Carry on the commentary on Scientology and Tom Cruise, picking up right after its last sentence.

== PAGE EXCERPT

Another LRH diktat advises that Scientology “Celebrity Centres” should “work to rehabilitate old or faded artists.” The biggest success story in this latter category was John Travolta, whose faith moved him to adopt the LRH space epic Battlefield Earth onto the big screen, with comically horrid results.
In Cruise, though, I’m wondering whether the celebrity strategy hasn’t backfired. His behaviour often seems out-and-out unhinged. The tabloids have done a particularly brisk trade feeding the idea of Katie Holmes as a brainwashed love-slave coerced into delivering a baby according to LRH’s bizarre guidelines. (Like the cult leaders and dictators with whom critics have compared him, LRH imagined himself to be an expert on everything — including pediatrics. He even made up a detailed recipe for a barley-based baby cereal, which, if mothers actually used exclusively, would lead to scurvy.)
And yet notwithstanding all of this flim-flam, Scientology is still a going concern — if not as a serious faith, then at least as a business model. And apparently, many of its adherents find it genuinely inspiring and life-changing. These include Cruise himself, who appeared this week in an internal Scientology video that someone leaked to Youtube. (It has since been taken down at the Church’s request. But Google around, and you should be able to find it.)

====
== DATA SUPPLIED

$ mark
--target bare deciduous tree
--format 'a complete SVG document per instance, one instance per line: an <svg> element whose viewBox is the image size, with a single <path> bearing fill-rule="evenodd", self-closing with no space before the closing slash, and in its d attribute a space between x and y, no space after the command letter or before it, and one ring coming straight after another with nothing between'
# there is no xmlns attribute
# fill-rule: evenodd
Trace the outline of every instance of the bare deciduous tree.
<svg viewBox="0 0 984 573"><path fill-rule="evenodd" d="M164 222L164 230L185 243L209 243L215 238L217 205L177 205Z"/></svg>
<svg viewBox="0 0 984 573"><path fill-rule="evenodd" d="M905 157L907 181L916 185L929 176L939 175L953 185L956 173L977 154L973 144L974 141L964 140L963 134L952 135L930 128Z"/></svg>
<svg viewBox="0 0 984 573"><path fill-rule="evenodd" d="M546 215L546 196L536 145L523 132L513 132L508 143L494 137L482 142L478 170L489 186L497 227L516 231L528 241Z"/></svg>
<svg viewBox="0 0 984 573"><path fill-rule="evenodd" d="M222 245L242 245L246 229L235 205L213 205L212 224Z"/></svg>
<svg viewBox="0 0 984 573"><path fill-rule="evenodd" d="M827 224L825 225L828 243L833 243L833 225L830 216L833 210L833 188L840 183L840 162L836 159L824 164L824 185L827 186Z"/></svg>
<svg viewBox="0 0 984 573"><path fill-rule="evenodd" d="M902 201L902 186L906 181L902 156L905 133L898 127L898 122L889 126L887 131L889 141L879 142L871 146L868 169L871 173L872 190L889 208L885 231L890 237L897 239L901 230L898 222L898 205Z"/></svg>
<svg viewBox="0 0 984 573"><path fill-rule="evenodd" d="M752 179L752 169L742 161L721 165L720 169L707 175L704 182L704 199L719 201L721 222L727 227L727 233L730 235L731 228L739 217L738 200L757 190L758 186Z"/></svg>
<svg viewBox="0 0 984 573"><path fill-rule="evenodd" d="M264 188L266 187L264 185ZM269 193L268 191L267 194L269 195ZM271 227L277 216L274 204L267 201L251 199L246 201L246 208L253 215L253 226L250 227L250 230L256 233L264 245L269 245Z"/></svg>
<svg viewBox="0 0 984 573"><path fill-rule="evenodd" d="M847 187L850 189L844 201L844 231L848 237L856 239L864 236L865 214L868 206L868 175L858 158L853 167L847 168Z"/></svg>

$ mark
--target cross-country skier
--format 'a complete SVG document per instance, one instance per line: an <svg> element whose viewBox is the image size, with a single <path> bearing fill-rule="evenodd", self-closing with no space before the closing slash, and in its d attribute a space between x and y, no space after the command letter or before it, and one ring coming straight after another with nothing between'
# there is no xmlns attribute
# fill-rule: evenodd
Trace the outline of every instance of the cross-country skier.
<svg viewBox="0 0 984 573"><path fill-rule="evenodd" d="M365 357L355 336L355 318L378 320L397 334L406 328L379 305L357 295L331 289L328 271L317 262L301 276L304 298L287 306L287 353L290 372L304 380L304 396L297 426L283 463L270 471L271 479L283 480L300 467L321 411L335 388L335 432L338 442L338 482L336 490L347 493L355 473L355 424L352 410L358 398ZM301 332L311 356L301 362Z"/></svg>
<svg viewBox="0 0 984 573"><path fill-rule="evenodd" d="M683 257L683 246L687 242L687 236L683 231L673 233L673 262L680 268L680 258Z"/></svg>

====

• OUTPUT OF THE EXERCISE:
The video provides a fascinating insight into the mind of a true zealot. In it, Cruise throws around Scientology acronyms casually — e.g., SP, or “Suppressive person,” a category that presumably includes me — which suggests the video is directed toward current members who might be induced to climb the ladder into the upper echelons. (Like characters in a Dungeons & Dragons game, Scientologists achieve different levels of “clarity” as they pay more money; once totally “Clear,” they are permitted to become an “Operating Thetan,” a designation that itself has eight roman-numeral-designated levels.)
Set to Mission Impossible-style music, and punctuated with dramatic camera-click scene changes, the footage is meant to be inspiring. But to the non-believer, Cruise’s remarks come off instead as disturbingly weird — alternating as they do between meaningless slogans and wildly delusional boasts, with the transitions mediated by violent spasms of laughter. A typical passage: “So, for me, it really is KSW [Keeping Scientology Working], and it’s just like, it’s something that, uh, I don’t mince words with that” — followed by: “Being a Scientologist, when you drive past an accident, it’s not like anyone else. As you drive past, you know you have to do something about it, because you know you’re the only one that can really help.”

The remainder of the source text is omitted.